## [WRITTEN REQUEST]
Reproduce all the items below with every "even-odd" switched to "nonzero", leaving everything else unchanged.

## [DATA FOR THE TASK]
>> START
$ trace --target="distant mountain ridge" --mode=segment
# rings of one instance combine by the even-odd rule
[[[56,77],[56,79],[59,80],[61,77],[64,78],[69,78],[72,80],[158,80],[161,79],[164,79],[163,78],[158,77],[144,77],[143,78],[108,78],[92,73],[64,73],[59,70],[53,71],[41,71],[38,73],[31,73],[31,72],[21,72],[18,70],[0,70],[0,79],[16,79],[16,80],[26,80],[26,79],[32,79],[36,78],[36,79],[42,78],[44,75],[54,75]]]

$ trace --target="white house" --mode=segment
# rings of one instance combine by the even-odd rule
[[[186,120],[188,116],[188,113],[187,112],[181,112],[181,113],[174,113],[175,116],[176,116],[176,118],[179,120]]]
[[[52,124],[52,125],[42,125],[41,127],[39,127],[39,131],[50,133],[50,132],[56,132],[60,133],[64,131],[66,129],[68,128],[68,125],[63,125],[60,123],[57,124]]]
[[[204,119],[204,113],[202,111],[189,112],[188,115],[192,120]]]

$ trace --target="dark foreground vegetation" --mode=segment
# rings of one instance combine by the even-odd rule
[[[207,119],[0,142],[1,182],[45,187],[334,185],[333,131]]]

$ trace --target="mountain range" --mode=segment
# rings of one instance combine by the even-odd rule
>> END
## [SOLUTION FOR THIS PROBLEM]
$ trace --target="distant mountain ridge" --mode=segment
# rings of one instance combine by the nonzero rule
[[[56,77],[56,79],[59,80],[61,77],[64,78],[69,78],[72,80],[158,80],[161,79],[164,79],[163,78],[158,77],[144,77],[143,78],[108,78],[92,73],[64,73],[59,70],[53,71],[41,71],[38,73],[31,73],[31,72],[21,72],[18,70],[0,70],[0,79],[16,79],[16,80],[26,80],[26,79],[32,79],[36,78],[36,79],[42,78],[44,75],[54,75]]]

$ trace --target="white house" --mode=segment
# rings of one instance combine by the nonzero rule
[[[186,120],[188,116],[188,113],[187,112],[181,112],[181,113],[174,113],[175,116],[176,116],[176,118],[179,120]]]
[[[52,124],[52,125],[42,125],[41,127],[39,127],[39,131],[50,133],[50,132],[56,132],[60,133],[64,131],[66,129],[68,128],[68,125],[63,125],[60,123],[57,124]]]
[[[204,119],[204,113],[202,111],[189,112],[188,115],[192,120]]]

$ trace --target="dark foreground vegetation" --mode=segment
# rings of one instance combine by the nonzero rule
[[[207,119],[0,142],[1,182],[45,187],[334,185],[333,131]]]

$ trace --target="mountain range" --mode=segment
# rings of one instance combine by the nonzero rule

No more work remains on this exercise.